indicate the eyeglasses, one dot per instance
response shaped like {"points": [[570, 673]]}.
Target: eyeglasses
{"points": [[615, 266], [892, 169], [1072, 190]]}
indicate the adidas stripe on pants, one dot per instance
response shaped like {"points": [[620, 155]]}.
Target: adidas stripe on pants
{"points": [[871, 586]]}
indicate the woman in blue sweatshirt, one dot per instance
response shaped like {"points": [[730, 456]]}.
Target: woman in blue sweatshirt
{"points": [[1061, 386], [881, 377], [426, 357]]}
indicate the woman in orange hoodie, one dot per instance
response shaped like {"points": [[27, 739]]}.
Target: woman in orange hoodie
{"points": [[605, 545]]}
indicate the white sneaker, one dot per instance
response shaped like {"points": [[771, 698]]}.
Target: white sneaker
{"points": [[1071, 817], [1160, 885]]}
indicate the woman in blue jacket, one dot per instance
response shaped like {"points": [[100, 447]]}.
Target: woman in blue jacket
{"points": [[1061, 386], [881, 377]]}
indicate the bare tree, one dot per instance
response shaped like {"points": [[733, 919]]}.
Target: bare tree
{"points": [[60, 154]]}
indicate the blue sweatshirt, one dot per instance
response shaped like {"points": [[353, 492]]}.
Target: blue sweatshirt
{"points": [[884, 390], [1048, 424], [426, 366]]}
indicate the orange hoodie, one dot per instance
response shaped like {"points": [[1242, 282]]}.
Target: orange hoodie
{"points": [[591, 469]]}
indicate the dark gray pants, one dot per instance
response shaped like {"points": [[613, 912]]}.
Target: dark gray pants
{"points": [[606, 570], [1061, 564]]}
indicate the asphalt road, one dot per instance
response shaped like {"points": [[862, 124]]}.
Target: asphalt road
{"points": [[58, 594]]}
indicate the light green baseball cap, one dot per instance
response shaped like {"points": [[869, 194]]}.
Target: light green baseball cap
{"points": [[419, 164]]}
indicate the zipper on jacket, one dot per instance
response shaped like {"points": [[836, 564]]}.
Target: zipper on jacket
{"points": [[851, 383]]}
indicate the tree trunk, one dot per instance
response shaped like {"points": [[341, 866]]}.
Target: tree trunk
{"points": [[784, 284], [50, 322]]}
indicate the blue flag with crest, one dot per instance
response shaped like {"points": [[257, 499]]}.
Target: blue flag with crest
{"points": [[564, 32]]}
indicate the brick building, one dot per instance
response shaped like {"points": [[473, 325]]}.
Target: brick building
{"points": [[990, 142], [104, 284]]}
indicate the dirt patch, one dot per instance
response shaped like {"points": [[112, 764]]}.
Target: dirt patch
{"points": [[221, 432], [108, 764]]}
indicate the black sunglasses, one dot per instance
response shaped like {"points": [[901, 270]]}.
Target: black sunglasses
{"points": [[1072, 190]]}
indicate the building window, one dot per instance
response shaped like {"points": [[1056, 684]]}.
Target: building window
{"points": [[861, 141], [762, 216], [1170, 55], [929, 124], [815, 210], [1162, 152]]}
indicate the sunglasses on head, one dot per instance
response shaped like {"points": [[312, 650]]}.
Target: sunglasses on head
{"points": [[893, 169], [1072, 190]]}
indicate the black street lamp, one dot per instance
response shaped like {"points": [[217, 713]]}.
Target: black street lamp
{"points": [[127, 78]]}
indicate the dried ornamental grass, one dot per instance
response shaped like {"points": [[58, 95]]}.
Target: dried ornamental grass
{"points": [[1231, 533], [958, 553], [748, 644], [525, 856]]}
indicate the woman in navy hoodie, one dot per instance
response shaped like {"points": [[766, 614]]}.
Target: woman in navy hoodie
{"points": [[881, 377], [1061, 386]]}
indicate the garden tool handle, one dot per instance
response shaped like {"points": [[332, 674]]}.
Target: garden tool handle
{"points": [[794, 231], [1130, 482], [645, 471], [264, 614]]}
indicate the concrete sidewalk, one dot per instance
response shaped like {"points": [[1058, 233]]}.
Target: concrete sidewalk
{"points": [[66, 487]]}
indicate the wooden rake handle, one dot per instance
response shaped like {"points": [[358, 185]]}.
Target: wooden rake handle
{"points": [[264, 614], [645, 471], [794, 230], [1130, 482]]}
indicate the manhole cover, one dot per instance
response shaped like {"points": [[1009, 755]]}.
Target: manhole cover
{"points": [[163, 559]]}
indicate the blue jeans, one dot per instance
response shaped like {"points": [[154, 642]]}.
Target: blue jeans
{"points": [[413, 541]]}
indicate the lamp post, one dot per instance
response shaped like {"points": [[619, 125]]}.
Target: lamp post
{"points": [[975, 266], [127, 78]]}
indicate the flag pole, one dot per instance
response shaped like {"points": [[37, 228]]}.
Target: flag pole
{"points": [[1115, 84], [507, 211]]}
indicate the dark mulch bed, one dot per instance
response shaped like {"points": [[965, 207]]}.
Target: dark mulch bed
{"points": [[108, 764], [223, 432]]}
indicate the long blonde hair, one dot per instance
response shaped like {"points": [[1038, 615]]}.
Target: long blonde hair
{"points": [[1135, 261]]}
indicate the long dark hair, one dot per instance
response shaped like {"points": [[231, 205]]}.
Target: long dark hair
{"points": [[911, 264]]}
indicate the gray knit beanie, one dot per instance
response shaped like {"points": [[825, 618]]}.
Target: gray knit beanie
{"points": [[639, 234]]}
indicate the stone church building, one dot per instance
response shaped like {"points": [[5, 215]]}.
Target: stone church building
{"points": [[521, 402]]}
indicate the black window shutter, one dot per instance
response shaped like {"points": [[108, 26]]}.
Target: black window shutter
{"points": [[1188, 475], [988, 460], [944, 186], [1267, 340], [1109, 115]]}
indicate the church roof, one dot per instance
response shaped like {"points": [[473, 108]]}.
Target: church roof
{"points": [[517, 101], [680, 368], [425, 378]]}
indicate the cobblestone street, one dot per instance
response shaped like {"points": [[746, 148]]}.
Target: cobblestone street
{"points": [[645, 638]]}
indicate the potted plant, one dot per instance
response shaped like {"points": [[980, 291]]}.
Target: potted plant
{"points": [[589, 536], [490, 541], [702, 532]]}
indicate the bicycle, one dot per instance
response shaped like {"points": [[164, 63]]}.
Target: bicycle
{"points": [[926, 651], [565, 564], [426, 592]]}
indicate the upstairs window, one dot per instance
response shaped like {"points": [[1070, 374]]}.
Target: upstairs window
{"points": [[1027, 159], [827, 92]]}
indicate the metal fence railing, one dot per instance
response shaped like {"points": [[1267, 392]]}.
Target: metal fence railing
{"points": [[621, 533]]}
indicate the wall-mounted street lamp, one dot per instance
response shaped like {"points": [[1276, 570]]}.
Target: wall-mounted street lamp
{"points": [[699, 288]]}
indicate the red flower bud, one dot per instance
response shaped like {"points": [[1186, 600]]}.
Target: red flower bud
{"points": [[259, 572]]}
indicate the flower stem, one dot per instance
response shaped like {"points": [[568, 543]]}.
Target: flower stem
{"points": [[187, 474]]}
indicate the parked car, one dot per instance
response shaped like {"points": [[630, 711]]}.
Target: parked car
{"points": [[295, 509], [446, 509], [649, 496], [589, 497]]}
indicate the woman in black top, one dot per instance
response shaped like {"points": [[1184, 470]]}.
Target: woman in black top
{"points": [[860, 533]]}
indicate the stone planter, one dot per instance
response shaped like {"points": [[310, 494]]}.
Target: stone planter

• _Description of the task_:
The response must contain every line from the listing above in which the string "planter" appears.

• _Written response_:
indicate the stone planter, one dot per instance
Target: stone planter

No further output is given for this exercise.